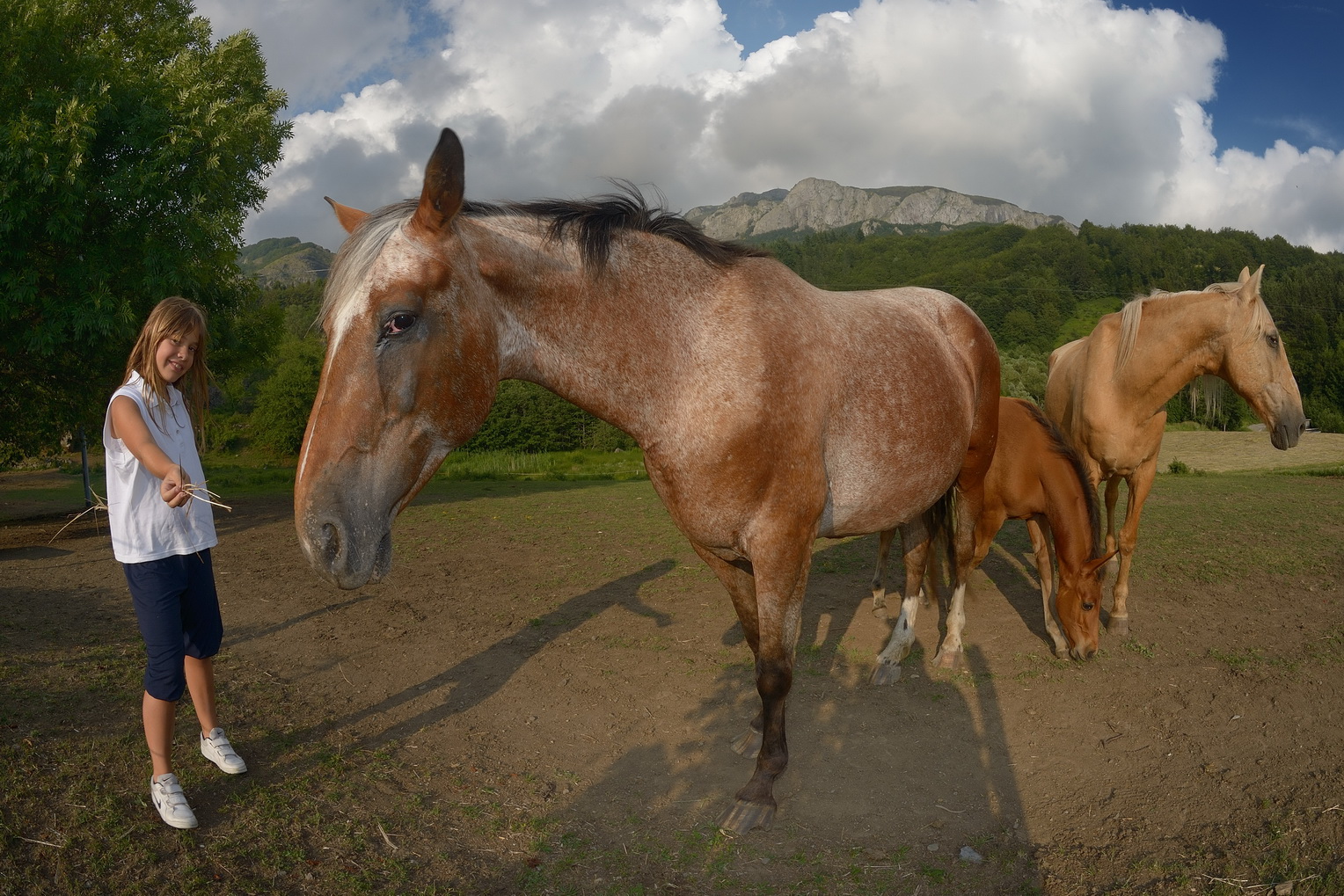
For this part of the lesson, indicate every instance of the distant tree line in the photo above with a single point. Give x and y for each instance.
(1038, 289)
(1035, 289)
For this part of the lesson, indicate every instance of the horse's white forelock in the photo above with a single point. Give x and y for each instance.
(354, 265)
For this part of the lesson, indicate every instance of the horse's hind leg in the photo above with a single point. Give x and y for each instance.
(916, 540)
(880, 588)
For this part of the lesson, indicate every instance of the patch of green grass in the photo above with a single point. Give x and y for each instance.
(1147, 651)
(1232, 528)
(555, 465)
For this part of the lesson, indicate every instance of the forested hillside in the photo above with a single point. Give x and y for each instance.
(1035, 289)
(1038, 289)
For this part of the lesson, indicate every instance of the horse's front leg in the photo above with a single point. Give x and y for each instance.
(740, 580)
(1140, 484)
(774, 616)
(880, 588)
(1041, 551)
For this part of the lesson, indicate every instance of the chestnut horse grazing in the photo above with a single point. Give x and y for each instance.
(1038, 477)
(763, 420)
(1107, 391)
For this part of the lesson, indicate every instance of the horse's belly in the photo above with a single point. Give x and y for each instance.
(871, 498)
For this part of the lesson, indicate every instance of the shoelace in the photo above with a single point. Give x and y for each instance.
(171, 794)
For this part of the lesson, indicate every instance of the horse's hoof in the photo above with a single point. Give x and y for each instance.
(743, 817)
(885, 674)
(948, 659)
(748, 743)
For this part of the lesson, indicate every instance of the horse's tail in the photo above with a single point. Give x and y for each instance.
(941, 526)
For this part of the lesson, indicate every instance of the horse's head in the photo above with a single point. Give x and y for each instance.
(410, 374)
(1255, 364)
(1078, 606)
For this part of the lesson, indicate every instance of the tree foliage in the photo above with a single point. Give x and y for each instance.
(132, 150)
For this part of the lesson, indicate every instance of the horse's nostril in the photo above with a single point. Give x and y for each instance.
(330, 543)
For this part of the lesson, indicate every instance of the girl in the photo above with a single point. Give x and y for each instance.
(163, 537)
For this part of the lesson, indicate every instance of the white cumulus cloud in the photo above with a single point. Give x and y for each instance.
(1063, 106)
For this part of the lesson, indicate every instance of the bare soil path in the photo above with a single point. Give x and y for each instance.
(563, 644)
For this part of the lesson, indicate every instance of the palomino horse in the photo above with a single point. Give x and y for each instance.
(1035, 476)
(754, 395)
(1107, 390)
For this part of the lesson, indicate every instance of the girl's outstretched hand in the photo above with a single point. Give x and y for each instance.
(173, 486)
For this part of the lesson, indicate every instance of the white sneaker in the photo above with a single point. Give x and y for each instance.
(167, 797)
(216, 748)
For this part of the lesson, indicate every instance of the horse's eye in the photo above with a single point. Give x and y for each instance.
(398, 323)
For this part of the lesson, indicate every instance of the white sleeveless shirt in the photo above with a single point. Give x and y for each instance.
(142, 526)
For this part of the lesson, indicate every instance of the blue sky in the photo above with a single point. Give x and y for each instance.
(1216, 113)
(1281, 78)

Exercise prompt = Set down no line except those from the one with "the horse's head" to the last line of the data, inclusive, each exactly as written.

Answer for the task =
For this part of the lesson, indicate every instance of the horse's head in the photo above with a single point. Give x and y for each instance.
(410, 374)
(1255, 364)
(1078, 606)
For this part of the lesson, indicate every instance of the tree foliage in the photo above with a single point. Give x and y for each instance.
(132, 150)
For this part of the lesson, indicate every instance of the horse's nostril in the photo above with a single point. Give x and y for each instance.
(330, 543)
For this part of the lesson, indicate every instance of the girl in the photo above with a single point. Give x and y for each instance.
(163, 537)
For this part of the lesson, indicate every instance of the white cumulus cloud in the photo above with a single point. Give x and y for each instance.
(1063, 106)
For this part of the lesson, indicate every instance of the bare soil path in the photo above with a single point. Give x and y for each instance.
(563, 644)
For this part of the lesson, indicate every instance of the palomino horse in the photo above with a single point. Give x and y for each instance.
(1035, 476)
(754, 395)
(1107, 390)
For this part of the lesson, indicate every instance of the girl's outstretched hand in the photo above with a single point. Give x and y for each instance.
(173, 486)
For this part of the lesson, indicate every instance of the white sneaker in the photo above with a single point. Give x and y for each instance.
(167, 797)
(216, 748)
For this part of the lesson, indicate every instance of the horse's eye in the photo above with a single point. Give x and y for each instance.
(398, 323)
For this part of the lesson, indicate every instance of the white sleeveless shirt in the photo above with a single point. Give x and y for each instance.
(142, 526)
For this part of the lesson, indicate every instance of the blue sky in the photo above with a single point. Give x and y for each instance.
(1216, 113)
(1281, 78)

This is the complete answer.